> Text segment
+++

We say that $\phi$ is a {\bf positive linear functional} on $\mathcal{A}$ if $\phi$ is such that $\phi(x)\geq 0$ for every $x \geq 0$, i.e. for every positive element $x \in \mathcal{A}$.
\subsubsection{Properties}
Let $\phi$ be a positive linear functional on $\mathcal{A}$. Then
\begin{itemize}
\item $\phi(x^*) = \overline{\phi(x)}\;\;$ for every $x \in \mathcal{A}$.
\end{itemize}
\begin{itemize}
\item $|\phi(x^*y)|^2 \leq \phi(x^*x)\phi(y^*y)\;\;$ for every $x, y \in \mathcal{A}$. This is an analog of the Cauchy-Schwartz inequality
\end{itemize}
Let $\phi$ be a linear functional on a $C^*$-algebra $\mathcal{A}$ with identity element $e$. Then
\begin{itemize}
\item $\phi$ is positive if and only if $\phi$ is \PMlinkname{bounded}{ContinuousLinearMapping} and $\|\phi\|= \phi(e)$.
\end{itemize}
\subsubsection{Examples}
\begin{itemize}
\item Let $X$ be a locally compact Hausdorff space and $C_0(X)$ the $C^*$-algebra of continuous functions $X \longrightarrow \mathbb{C}$ that vanish at infinity. Let $\mu$ be a regular Radon measure on $X$. The linear functional $\phi$ defined by integration against $\mu$,
\begin{displaymath}
\phi(f) := \int_X f\;d\mu\;, \qquad\qquad f \in C_0(x)
\end{displaymath}
is a positive linear functional on $C_0(X)$. In fact, by the \PMlinkname{Riesz representation theorem}{RieszRepresentationTheoremOfLinearFunctionalsOnFunctionSpaces}, all positive linear functionals of $C_0(X)$ are of this form.
\end{itemize}

+++

> Data section
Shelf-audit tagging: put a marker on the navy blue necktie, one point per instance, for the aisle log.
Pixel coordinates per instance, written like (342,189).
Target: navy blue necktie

+++

> Goals
**a)** List every property given under the "Properties" heading of the text on positive linear functionals.
**b)** According to the text on positive linear functionals, which theorem shows that every positive linear functional of C₀(X) is given by integration against a measure?

> Exercise solutions
**a)**
- φ(x*) equals the complex conjugate of φ(x) for every x in 𝒜.
- |φ(x*y)|² ≤ φ(x*x)φ(y*y) for every x, y in 𝒜, an analog of the Cauchy-Schwarz inequality.
- A linear functional φ on a C*-algebra 𝒜 with identity element e is positive if and only if φ is bounded and ‖φ‖ = φ(e).

**b)** The Riesz representation theorem.